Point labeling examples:
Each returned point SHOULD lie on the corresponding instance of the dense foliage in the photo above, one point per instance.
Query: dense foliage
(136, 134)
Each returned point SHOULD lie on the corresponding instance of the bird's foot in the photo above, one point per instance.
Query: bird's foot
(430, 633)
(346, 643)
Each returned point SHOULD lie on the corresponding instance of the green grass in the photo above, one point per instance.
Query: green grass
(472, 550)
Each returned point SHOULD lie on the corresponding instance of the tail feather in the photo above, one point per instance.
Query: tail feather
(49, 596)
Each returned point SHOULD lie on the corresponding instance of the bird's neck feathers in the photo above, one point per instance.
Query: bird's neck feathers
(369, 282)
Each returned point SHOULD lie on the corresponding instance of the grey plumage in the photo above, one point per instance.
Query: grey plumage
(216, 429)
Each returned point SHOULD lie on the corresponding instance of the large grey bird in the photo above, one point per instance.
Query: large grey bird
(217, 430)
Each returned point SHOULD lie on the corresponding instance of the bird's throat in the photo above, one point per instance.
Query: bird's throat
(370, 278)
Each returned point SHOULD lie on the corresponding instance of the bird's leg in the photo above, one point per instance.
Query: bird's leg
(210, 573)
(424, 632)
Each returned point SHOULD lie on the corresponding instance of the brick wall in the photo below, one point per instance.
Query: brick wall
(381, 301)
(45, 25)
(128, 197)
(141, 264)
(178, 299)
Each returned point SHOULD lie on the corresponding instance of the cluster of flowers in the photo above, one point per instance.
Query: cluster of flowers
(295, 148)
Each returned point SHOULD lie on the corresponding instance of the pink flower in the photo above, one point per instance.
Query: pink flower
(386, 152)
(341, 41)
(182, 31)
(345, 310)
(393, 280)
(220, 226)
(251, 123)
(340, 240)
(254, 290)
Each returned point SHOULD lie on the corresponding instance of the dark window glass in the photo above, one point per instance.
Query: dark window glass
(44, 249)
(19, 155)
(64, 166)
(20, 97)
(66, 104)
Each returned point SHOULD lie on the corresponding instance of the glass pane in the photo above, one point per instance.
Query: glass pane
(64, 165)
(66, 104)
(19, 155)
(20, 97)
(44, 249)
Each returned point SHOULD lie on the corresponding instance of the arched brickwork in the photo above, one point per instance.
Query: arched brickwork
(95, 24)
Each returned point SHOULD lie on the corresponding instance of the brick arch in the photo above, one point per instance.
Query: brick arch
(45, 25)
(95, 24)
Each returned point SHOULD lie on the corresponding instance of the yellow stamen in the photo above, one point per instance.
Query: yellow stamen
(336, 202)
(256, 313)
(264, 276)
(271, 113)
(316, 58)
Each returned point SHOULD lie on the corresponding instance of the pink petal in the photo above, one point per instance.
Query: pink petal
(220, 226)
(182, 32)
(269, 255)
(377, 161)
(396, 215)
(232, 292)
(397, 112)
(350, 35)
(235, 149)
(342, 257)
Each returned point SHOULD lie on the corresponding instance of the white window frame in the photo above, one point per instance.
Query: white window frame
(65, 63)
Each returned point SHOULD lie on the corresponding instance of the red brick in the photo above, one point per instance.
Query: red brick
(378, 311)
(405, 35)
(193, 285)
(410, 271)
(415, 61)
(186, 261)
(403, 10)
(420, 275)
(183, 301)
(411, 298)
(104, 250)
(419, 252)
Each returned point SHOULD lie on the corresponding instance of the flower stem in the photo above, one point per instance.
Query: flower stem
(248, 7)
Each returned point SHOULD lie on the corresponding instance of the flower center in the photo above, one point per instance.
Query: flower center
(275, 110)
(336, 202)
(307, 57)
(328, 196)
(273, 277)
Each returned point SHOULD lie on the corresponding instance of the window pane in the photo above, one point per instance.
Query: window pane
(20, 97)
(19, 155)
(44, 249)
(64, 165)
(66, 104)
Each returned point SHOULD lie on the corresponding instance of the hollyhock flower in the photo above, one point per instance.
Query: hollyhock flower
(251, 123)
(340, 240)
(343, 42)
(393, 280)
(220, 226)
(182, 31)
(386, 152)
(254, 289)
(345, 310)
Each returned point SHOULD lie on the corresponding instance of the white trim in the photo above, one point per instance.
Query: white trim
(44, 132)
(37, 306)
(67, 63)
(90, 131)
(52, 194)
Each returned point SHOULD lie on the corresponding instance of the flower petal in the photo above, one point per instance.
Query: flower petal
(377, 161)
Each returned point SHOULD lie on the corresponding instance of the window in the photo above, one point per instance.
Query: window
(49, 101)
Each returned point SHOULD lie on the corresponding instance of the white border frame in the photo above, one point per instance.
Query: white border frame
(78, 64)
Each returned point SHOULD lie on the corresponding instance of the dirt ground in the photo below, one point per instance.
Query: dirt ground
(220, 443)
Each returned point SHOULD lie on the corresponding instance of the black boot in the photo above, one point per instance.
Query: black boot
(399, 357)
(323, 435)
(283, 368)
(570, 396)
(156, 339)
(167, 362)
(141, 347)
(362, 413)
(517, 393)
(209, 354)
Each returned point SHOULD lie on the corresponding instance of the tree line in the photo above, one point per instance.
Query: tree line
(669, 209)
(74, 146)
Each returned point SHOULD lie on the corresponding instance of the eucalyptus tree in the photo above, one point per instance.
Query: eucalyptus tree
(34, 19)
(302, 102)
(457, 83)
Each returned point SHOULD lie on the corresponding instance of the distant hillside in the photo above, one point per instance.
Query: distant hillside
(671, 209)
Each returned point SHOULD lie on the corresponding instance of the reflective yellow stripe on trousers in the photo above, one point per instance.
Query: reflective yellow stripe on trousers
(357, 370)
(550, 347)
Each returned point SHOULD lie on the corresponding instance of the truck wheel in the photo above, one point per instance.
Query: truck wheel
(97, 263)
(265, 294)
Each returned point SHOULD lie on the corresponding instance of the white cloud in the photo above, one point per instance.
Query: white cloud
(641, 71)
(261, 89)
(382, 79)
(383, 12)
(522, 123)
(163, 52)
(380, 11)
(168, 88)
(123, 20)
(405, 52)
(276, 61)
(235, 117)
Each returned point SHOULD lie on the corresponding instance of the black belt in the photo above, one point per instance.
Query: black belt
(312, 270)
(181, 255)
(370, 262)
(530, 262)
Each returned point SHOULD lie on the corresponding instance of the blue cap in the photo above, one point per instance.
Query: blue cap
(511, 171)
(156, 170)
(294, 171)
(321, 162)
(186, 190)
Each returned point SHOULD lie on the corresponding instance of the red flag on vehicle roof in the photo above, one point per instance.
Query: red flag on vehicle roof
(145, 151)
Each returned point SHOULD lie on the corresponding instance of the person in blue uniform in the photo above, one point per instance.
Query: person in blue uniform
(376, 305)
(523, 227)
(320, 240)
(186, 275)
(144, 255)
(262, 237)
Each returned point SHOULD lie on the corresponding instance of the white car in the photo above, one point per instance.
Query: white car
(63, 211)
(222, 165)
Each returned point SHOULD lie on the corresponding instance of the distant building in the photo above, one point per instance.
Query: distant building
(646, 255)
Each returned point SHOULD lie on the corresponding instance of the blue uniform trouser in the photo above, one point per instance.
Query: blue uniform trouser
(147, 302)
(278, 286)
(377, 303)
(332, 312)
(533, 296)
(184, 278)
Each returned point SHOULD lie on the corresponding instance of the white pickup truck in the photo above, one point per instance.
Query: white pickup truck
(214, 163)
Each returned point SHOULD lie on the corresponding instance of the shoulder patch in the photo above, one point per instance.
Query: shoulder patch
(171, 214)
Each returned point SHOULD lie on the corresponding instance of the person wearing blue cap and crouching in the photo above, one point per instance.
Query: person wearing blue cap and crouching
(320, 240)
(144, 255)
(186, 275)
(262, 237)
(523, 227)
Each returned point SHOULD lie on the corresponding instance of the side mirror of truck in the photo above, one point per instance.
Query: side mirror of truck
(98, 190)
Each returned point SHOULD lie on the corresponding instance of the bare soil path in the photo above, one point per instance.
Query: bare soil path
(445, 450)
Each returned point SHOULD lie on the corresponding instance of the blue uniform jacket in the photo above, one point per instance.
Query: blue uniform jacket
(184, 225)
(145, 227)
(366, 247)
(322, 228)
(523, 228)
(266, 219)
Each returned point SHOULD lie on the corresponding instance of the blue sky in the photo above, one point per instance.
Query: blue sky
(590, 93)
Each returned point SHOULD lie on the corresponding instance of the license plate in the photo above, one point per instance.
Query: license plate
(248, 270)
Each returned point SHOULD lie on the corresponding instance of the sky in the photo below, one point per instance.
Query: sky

**What is required:** Copy the lines from the one containing "instance of the sky" through the end of the records above, keeping both ends and changing nothing.

**Problem solution:**
Each returned point SHOULD lie on the corresponding instance of the sky in the photo below, one point per instance.
Query: sky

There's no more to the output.